**To do:** Print out the data that follows exactly, character for character, apart from the pictures.

..........

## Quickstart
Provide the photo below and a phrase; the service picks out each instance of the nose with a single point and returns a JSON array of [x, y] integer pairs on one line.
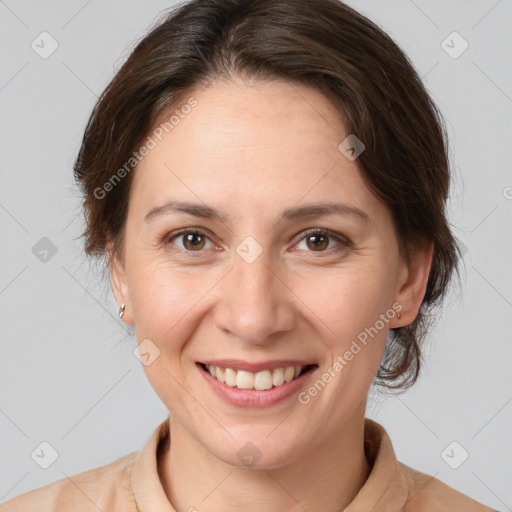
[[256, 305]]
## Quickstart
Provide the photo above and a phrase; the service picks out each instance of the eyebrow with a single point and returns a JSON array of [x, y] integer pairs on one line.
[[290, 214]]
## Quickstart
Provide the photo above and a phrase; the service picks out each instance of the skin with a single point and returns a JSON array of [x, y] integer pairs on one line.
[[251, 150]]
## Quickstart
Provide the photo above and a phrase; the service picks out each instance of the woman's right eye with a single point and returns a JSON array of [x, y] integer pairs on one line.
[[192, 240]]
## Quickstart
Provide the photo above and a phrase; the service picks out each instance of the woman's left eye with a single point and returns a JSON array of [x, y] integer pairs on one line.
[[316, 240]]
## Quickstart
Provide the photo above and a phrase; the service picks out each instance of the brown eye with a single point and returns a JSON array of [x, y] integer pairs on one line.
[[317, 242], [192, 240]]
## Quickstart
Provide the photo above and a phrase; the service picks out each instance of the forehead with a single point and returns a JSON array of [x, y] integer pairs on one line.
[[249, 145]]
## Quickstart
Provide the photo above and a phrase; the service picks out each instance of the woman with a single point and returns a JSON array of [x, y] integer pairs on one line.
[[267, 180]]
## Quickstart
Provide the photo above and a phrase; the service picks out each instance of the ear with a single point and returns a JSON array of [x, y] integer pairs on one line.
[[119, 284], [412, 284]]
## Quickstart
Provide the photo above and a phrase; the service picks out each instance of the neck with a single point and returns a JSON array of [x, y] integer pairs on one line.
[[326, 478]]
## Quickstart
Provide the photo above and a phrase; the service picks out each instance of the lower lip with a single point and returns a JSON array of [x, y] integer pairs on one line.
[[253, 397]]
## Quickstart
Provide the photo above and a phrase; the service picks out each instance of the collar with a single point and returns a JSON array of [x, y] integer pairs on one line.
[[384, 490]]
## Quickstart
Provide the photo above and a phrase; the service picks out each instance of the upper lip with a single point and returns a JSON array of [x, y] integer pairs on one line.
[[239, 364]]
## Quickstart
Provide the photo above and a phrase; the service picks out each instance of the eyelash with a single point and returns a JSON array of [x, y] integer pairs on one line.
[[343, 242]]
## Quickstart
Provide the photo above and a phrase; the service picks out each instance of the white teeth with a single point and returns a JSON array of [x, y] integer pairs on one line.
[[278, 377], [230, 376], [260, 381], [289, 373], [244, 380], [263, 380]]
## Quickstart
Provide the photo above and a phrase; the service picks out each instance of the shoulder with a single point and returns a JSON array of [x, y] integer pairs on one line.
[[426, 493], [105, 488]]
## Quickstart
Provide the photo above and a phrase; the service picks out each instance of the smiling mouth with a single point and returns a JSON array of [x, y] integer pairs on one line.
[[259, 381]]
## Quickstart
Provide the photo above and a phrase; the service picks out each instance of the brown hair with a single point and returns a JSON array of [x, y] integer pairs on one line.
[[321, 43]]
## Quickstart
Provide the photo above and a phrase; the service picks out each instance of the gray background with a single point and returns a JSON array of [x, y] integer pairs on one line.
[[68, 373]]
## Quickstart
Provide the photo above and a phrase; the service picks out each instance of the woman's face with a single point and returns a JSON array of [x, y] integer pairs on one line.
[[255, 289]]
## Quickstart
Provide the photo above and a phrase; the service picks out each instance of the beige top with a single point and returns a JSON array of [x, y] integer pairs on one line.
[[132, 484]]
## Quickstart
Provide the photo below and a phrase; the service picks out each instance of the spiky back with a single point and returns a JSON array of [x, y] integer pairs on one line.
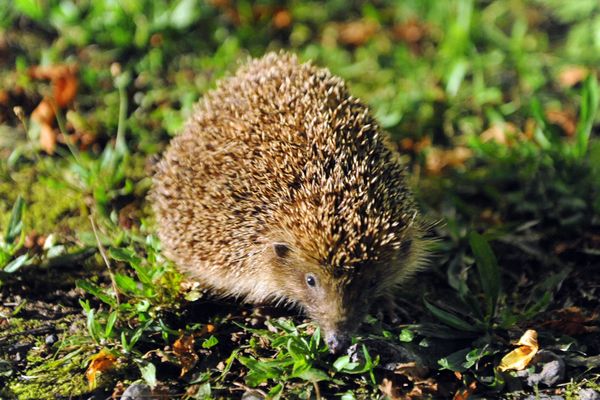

..........

**Result for this task:**
## Quickstart
Provide the photo below and a phrase; the service picks out each instance of the nose with a single point and returns a JSON array of [x, y] integer pairs on one line.
[[256, 305]]
## Quickstart
Provide the photo above and a phrase; the service picks out each instance of the eyebrow with a single point and returns a JSON array of [x, y] integer pairs on one line.
[[290, 214]]
## Quickstart
Provide the photo above and a phrase; the service picks out each instance of the skin with a single point and returns a JSON array of [x, y] integer pairs on one line.
[[251, 150]]
## Quickstart
Provide the photo above and a phrase; the service picks out each instance of the woman's right eye with a single point and returns a JSON array of [x, y] integer pairs on one line.
[[192, 240]]
## Quickstart
Provide the photo above and a phrase; the service picks out each instance of the woman's left eye with a single point and returns a JSON array of [x, y] integer pairs on one line.
[[316, 240]]
## Quickstart
Provide the photo above and a phrase; the service picks out each instance of the brown eye with a single point and returns a JSON array of [x, y] integer pairs on one line.
[[317, 242], [192, 240]]
## Quickstart
Provide the photo above and a phrase; the service picks out each instance of the forehead with a single point and returns a JSON array of [x, y] integer pairs on one line.
[[249, 145]]
## Quickstart
Provide the photo above and a phrase; the service picks out each instance of the woman with a single point and returns a JSON array of [x, y] integer pairs on one line.
[[267, 180]]
## Quickstart
Provide the photo above and a phrase; the service picks out each instance of the ear with a single point and returns a JSON array of [x, y] integer pairs on one line.
[[119, 284], [412, 284]]
## Quickstart
Provide the photo above and a phrase; the service picks out each instance of the neck with a single point and returns a JSON array of [x, y] integer pairs on one line.
[[326, 478]]
## Quickstart
Provide the photo above and a phrase; the service picks out each instance of the lower lip with a single point and returns a JSON array of [x, y] integer pairs on one line.
[[253, 397]]
## Quickstart
Provide the photo above and a phrase; the service picks out each instance of the collar with a single point and returns a JSON array of [x, y] integer pairs on one line.
[[384, 490]]
## Quickstart
Provide the photo above and a phrase; the service picks out each instance of the upper lip with a single point and returns a JSON array of [x, y] integer pairs on one line.
[[239, 364]]
## Quickstart
Provide the photo above and a phrase; the service picks out each instance of the eyelash with a single point and returns a JSON array of [x, y] integer pairs on one line.
[[343, 242]]
## Quickstart
Provide the photo above and a phrase; the service picks out each instance of the white teeth with a single point and returns a JSON array of [x, y] integer pairs on one line.
[[278, 377], [230, 376], [260, 381], [289, 373], [244, 380], [263, 380]]
## Quickstart
Provide the photo above and a phrase; the service picks out each instance of the shoulder with a single point and returns a JSON array of [x, y] integer pairs on one line.
[[426, 493], [105, 488]]
## Quickstart
Provide the photo above and a phrase; the service picks out each instance of the smiling mouth with a single point and returns a JSON array of [x, y] integer pairs on one line.
[[259, 381]]
## Quickstart
Provide the photo above and a phrase; the service picks out each instance of the brown hair with a single point and returns a JSON array of [x, y] integer pairs on one line.
[[321, 43]]
## Quickstart
Provide the photo above and a phrase; the service picks out each instance of the gray background with a single point and returns a JSON array of [x, y] integer pairs on one line.
[[68, 373]]
## Quickstart
Provide the photo above and a phrase; the service picks out each instance of the woman's face with a single point and returns a JSON array of [x, y] integer pairs on one line.
[[255, 289]]
## Quickstart
Provide the photo above and a phrase; the service picks out each instance of the beige top with a single point and returns a JSON array of [x, y] integer pairs on one line.
[[132, 484]]
## Quickstart
Provide the photo below and a phrase; the service picks out each instance of the spiky back with a single point and returns a JSON array of [x, y] integer pairs on one line.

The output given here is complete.